• [RAW DATA]:
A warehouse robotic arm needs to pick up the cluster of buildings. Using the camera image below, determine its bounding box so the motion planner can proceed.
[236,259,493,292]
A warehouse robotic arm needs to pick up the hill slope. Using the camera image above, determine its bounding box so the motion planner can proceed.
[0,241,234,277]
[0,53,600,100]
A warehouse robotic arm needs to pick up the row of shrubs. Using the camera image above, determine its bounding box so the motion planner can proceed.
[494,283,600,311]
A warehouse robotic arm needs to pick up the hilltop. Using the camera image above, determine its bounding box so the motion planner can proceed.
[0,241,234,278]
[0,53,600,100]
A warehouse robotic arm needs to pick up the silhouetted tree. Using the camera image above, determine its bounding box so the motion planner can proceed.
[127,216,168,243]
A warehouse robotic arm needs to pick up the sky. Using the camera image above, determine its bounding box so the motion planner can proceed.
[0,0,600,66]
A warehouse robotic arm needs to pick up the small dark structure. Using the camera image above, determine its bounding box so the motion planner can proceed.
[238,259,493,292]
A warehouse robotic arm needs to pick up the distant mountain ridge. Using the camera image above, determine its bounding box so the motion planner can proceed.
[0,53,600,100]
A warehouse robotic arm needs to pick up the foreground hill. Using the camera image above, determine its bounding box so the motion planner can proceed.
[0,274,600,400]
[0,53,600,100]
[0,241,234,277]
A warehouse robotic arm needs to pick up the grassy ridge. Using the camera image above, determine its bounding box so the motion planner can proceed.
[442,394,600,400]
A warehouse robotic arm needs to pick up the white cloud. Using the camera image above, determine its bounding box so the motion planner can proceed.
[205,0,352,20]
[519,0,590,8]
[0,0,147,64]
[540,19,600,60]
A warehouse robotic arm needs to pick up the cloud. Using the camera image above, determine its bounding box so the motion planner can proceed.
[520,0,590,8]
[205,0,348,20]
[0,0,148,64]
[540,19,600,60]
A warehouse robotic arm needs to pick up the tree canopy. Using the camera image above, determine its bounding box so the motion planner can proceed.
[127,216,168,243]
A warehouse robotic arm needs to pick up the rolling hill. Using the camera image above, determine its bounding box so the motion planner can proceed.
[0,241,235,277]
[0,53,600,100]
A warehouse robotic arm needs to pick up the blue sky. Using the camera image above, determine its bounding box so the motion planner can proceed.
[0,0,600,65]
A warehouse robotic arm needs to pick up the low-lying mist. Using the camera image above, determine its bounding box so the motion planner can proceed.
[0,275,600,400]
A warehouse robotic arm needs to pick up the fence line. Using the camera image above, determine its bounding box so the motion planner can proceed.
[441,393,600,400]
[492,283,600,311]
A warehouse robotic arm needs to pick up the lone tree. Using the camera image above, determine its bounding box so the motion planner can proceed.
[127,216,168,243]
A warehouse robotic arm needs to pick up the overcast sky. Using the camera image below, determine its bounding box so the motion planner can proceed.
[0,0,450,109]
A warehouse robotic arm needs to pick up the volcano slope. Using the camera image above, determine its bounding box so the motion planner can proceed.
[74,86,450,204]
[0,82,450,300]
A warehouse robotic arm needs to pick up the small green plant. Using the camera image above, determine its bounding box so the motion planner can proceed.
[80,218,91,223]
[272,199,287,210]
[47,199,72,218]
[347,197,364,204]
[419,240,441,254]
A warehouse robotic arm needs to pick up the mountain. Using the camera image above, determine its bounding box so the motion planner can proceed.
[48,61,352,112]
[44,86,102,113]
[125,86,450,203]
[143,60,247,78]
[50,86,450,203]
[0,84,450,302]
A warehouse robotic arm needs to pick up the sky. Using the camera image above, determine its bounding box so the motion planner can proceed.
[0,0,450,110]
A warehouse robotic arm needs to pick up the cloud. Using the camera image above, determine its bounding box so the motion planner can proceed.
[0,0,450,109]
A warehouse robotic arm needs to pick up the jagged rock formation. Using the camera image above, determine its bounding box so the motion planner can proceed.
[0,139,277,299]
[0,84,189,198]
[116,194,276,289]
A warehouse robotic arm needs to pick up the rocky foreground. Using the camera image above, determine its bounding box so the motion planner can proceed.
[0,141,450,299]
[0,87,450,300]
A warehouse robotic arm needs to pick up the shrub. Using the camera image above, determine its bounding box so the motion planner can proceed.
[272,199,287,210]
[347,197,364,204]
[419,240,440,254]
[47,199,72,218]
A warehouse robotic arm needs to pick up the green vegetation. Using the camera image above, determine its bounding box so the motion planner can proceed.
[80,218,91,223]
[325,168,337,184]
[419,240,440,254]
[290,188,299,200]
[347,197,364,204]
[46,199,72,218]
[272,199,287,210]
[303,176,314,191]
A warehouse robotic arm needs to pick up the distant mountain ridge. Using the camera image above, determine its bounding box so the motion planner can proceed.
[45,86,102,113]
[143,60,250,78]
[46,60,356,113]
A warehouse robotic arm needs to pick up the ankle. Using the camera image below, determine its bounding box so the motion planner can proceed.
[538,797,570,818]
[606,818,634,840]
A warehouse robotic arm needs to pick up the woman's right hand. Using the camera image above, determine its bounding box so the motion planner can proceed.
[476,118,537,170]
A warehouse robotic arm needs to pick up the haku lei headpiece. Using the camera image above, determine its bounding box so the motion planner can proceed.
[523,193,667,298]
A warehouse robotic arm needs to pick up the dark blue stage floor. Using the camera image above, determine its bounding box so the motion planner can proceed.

• [WORK TO DO]: How many lines in the rows above contain the string "slope"? Reply with the number alone.

• [COMPLETE RESPONSE]: 2